>> BEGIN SUPPLIED MATERIAL

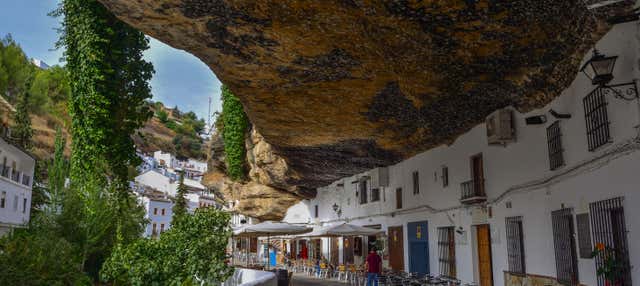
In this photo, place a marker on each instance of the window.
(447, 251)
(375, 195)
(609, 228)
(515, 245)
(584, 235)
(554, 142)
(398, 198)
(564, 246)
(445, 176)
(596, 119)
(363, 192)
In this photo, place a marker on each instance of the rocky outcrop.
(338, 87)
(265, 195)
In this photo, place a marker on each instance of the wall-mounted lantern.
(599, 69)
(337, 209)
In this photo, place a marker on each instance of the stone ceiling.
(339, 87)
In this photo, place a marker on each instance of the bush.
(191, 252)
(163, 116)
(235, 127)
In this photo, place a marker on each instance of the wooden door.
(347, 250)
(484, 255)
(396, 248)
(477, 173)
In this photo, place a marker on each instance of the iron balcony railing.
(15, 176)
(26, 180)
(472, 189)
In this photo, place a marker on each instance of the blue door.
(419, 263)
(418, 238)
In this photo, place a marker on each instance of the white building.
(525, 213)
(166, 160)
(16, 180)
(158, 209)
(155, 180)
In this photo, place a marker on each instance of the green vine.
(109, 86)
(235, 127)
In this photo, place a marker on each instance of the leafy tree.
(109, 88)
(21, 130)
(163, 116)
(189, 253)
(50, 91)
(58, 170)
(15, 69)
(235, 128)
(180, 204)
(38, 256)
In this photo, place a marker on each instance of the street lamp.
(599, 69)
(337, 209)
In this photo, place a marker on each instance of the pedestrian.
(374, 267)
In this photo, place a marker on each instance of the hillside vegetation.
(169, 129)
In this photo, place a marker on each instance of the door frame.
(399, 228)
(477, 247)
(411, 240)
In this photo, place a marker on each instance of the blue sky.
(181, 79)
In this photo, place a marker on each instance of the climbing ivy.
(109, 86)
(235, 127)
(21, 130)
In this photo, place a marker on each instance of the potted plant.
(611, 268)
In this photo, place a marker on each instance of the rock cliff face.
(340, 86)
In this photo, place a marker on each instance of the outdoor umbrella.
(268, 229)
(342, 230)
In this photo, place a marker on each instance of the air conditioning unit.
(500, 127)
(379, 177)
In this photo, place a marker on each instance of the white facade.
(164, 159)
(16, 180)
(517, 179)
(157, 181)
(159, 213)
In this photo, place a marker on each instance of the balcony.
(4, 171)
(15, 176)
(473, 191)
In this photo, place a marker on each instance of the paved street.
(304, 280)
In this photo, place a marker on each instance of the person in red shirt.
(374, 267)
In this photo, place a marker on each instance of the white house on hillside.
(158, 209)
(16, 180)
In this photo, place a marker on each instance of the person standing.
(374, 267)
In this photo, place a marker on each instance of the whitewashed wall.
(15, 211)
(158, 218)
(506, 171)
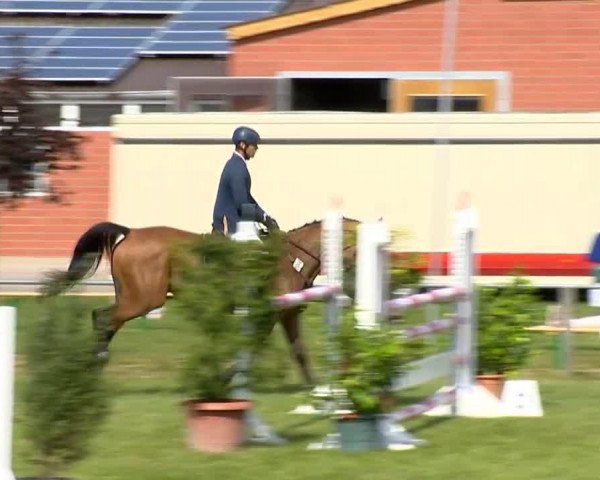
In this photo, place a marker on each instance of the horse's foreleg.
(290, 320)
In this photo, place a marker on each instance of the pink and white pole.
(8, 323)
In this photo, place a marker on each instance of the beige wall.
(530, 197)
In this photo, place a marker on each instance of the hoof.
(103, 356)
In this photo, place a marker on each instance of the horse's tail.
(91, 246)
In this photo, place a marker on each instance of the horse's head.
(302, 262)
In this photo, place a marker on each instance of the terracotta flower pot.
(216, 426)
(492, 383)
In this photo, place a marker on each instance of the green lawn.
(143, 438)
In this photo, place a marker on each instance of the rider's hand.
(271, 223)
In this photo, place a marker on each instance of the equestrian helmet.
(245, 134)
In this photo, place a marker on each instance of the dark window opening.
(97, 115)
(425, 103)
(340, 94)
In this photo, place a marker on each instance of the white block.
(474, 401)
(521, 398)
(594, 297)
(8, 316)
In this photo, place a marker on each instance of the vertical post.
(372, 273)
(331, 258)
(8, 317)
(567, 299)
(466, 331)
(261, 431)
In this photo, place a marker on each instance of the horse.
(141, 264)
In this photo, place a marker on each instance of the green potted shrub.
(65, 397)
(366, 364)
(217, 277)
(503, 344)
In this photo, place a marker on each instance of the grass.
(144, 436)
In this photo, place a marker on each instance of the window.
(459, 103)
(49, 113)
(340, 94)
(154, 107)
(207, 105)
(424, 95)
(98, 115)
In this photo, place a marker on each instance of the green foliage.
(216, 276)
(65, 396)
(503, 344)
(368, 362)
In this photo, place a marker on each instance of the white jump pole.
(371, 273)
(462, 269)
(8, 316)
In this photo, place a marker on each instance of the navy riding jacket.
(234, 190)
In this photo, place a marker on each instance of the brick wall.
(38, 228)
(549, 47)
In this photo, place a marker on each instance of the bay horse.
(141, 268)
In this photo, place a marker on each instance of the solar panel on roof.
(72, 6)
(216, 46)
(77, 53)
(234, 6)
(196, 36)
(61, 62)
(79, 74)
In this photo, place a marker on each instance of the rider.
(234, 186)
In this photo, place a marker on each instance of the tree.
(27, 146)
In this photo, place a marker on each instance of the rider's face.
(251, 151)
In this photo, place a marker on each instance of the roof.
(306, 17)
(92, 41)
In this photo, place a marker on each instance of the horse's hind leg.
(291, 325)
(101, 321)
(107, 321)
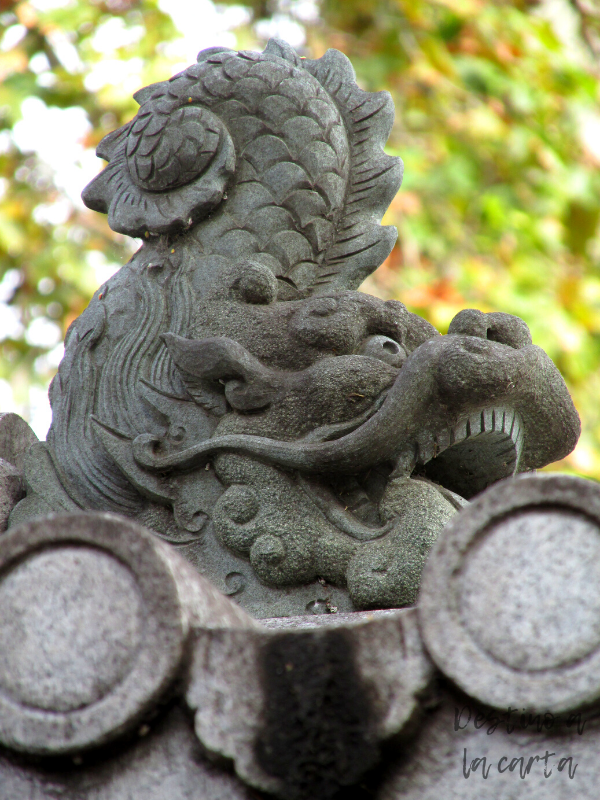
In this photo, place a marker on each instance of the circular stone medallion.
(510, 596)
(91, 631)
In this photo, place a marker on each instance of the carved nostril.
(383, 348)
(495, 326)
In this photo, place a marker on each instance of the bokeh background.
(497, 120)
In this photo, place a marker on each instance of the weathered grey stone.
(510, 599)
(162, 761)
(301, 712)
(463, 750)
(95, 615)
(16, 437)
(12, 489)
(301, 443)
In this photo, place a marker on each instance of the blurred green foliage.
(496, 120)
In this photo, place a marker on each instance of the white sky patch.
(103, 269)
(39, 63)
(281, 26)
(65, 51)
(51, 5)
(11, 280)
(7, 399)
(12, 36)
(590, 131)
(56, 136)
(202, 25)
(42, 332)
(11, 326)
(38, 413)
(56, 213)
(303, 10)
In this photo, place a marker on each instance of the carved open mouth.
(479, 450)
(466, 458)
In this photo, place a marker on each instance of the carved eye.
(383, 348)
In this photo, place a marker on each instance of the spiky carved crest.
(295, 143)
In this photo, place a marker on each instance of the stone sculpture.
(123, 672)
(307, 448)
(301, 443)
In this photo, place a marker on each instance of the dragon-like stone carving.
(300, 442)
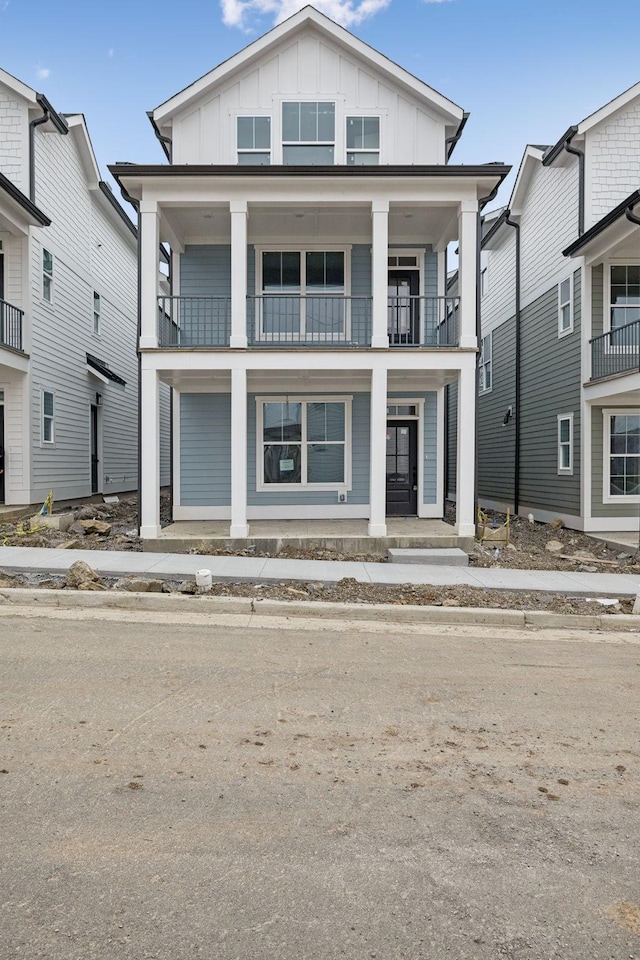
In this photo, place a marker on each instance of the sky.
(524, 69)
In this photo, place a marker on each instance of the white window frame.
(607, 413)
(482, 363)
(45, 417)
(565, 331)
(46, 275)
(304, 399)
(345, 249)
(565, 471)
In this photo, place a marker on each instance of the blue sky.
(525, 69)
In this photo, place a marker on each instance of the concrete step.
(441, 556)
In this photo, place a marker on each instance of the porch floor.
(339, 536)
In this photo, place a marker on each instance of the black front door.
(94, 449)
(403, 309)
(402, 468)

>> END SUPPLIED MATERIAL
>> BEGIN SUPPLIED MATERIAL

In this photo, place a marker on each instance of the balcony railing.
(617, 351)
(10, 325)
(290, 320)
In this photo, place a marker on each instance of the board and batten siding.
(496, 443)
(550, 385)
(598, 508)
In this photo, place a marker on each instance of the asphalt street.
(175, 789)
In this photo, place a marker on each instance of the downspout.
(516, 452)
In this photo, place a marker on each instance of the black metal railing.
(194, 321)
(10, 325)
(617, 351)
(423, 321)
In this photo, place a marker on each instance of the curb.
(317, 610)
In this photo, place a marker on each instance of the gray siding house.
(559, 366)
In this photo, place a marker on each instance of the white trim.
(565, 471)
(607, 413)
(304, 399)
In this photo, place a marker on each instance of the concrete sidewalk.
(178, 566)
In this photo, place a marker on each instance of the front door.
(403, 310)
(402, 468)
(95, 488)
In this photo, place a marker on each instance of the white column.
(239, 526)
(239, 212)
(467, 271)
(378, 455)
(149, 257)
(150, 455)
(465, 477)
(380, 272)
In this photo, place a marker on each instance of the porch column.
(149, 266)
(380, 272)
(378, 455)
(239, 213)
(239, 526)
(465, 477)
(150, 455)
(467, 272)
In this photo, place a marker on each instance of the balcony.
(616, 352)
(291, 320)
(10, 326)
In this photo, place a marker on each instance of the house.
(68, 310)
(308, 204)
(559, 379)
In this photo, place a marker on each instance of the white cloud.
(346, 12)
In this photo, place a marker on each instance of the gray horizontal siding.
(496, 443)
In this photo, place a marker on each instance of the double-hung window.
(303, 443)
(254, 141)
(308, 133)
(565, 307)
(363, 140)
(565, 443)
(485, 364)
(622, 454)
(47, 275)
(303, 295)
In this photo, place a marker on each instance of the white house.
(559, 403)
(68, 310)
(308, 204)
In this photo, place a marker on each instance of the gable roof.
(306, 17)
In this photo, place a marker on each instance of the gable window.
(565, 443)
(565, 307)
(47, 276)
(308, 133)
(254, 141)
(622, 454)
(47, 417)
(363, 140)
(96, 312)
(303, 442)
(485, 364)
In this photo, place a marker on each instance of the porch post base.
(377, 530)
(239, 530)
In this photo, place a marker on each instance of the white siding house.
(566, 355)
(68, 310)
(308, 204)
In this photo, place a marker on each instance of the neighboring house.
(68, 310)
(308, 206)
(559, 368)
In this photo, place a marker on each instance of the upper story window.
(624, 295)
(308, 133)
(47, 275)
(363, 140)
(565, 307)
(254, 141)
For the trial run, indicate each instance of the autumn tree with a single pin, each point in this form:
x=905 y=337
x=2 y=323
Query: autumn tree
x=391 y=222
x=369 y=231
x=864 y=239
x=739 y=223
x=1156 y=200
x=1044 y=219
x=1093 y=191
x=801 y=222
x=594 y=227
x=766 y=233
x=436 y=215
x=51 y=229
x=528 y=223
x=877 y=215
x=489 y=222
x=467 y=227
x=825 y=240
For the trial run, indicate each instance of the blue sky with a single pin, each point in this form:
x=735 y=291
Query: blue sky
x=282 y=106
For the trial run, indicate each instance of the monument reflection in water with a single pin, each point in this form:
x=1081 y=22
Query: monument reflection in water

>> END SUPPLIED MATERIAL

WHAT TO PRODUCE:
Count the lines in the records above that contain the string "black", treating uppercase and lowercase as different. Reply with the number alone.

THE COMPLETED TASK:
2